Условие задания >> Выведите дословно фрагмент приведенных ниже путевых записок о поездке по Корее и Маньчжурии: всё, начиная со слов "Николай Георгиевич Гарин-Михайловский" и вплоть до слов "выехали из Москвы." включительно.

Текстовый блок >>

Николай Георгиевич Гарин-Михайловский Собрание сочинений в пяти томах Том 5. Воспоминания, сказки, пьесы, статьи
По Корее, Маньчжурии и Ляодунскому полуострову*
Карандашом с натуры9 июля 1898 г.
С петербургским курьерским поездом сегодня утром мы прибыли в Москву.
Сегодня же, с прямым сибирским поездом, мы выехали из Москвы.
Наш путь далекий: чрез всю Сибирь, чрез Корею и Маньчжурию до Порт-Артура. Оттуда чрез Шанхай, Японию, Сандвичевы острова, Сан-Франциско, Нью-Йорк, чрез Европу, обратно в Петербург.
Перед самым отъездом явилось предложение — ознакомиться с производительностью мест между Владивостоком и Порт-Артуром. Я с величайшим удовольствием вместе с своими товарищами принял это попутное для меня предложение посетить Корею и Маньчжурию и посмотреть.
11 июля
Сегодня Самара.
Опять неурожай, и мне сообщают печальные подробности. В общем ожидается такой же, как и 91 год.
Память о нем читаешь на испуганных лицах встречающихся крестьян.

Показанные данные >>
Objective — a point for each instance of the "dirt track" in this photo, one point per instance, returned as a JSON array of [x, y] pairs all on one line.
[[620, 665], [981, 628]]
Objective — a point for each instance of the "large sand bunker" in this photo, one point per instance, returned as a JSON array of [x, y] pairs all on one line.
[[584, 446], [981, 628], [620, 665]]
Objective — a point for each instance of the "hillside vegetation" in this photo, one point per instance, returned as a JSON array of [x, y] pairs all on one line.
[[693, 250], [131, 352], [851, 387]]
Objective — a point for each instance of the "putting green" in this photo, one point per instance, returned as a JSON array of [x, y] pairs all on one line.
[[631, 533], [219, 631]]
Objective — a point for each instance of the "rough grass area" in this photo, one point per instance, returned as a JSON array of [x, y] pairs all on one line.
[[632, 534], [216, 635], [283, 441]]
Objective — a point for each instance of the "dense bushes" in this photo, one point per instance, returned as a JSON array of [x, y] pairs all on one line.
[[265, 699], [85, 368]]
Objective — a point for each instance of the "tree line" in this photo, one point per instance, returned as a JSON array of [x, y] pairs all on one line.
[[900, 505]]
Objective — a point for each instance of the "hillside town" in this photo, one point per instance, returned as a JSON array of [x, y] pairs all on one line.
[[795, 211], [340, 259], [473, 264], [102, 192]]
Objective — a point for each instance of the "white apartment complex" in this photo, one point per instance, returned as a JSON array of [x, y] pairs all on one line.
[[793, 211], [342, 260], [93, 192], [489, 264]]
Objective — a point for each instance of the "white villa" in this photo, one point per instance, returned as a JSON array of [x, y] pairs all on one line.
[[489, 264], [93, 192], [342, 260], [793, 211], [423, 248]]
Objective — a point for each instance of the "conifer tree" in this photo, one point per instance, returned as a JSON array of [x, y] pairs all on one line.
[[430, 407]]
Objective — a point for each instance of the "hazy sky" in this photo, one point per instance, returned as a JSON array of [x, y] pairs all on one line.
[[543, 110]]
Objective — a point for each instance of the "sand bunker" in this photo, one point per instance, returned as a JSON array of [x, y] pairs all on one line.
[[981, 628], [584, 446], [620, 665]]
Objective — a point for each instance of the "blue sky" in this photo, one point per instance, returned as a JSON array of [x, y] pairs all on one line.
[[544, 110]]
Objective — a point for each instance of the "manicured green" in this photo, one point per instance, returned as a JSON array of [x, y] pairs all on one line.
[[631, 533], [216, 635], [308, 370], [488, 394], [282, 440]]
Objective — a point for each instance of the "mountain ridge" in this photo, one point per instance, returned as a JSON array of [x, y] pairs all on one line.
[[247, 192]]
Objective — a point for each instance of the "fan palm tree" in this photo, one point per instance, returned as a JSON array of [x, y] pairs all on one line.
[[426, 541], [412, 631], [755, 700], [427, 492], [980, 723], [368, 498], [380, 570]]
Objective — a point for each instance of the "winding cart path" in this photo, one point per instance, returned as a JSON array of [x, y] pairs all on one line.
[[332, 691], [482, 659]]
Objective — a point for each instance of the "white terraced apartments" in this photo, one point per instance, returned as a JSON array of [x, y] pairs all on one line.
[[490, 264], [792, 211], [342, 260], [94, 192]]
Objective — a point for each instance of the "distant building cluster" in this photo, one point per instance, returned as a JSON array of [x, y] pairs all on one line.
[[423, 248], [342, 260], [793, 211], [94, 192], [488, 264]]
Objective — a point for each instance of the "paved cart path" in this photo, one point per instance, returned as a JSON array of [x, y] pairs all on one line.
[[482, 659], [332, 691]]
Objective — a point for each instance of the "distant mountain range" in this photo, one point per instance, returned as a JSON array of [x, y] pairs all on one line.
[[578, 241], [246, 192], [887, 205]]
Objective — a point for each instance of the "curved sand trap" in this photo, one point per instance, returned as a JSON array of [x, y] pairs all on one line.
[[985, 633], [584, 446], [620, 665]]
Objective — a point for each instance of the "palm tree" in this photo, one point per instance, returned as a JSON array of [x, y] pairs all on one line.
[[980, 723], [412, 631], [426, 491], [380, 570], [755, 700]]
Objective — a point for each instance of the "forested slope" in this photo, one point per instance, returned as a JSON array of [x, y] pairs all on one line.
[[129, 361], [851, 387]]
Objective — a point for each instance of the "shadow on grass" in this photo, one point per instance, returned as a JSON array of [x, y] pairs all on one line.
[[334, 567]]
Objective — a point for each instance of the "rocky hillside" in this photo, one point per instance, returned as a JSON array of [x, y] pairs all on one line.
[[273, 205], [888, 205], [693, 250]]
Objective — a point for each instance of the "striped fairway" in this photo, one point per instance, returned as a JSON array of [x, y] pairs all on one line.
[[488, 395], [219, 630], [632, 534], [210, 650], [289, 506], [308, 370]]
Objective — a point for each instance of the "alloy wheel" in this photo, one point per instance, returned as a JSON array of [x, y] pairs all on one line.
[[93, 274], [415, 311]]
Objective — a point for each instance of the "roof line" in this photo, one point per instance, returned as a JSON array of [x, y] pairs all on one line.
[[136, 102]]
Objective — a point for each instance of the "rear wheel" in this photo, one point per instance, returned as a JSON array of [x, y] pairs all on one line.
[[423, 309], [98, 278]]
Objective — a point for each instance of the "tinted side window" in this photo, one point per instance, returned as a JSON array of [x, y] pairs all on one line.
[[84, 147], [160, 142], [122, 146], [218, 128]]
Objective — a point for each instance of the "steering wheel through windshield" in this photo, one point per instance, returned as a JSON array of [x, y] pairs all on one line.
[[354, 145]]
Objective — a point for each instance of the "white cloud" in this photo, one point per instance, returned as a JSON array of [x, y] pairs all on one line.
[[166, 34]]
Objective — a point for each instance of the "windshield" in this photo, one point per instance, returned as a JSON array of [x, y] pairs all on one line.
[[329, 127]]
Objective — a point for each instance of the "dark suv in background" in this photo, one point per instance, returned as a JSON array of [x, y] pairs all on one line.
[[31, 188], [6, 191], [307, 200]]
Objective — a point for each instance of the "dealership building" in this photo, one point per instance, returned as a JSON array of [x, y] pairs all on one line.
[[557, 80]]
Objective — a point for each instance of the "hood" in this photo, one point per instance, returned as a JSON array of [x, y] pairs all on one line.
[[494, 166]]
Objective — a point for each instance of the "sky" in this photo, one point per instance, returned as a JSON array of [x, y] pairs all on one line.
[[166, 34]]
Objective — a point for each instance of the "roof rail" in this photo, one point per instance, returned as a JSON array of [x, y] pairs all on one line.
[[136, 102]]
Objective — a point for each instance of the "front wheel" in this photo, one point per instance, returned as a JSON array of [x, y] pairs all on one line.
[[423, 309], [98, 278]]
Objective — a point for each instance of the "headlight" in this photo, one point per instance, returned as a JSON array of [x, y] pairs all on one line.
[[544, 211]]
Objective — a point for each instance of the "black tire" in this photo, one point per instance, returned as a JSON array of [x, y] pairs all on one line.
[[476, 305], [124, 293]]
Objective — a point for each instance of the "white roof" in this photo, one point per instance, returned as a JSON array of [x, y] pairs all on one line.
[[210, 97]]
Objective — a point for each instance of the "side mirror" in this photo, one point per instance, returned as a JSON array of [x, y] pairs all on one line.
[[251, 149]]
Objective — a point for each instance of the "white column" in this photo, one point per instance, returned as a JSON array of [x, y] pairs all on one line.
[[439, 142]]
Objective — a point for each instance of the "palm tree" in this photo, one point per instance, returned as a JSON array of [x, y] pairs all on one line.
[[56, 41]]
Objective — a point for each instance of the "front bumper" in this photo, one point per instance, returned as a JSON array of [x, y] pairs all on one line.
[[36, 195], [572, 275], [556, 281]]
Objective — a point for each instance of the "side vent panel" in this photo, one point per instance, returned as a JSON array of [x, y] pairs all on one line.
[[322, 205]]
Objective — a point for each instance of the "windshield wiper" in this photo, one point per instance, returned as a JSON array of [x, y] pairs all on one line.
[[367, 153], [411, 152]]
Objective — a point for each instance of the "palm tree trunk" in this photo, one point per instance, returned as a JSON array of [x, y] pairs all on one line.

Ответ на задание >>
Николай Георгиевич Гарин-Михайловский Собрание сочинений в пяти томах Том 5. Воспоминания, сказки, пьесы, статьи
По Корее, Маньчжурии и Ляодунскому полуострову*
Карандашом с натуры9 июля 1898 г.
С петербургским курьерским поездом сегодня утром мы прибыли в Москву.
Сегодня же, с прямым сибирским поездом, мы выехали из Москвы.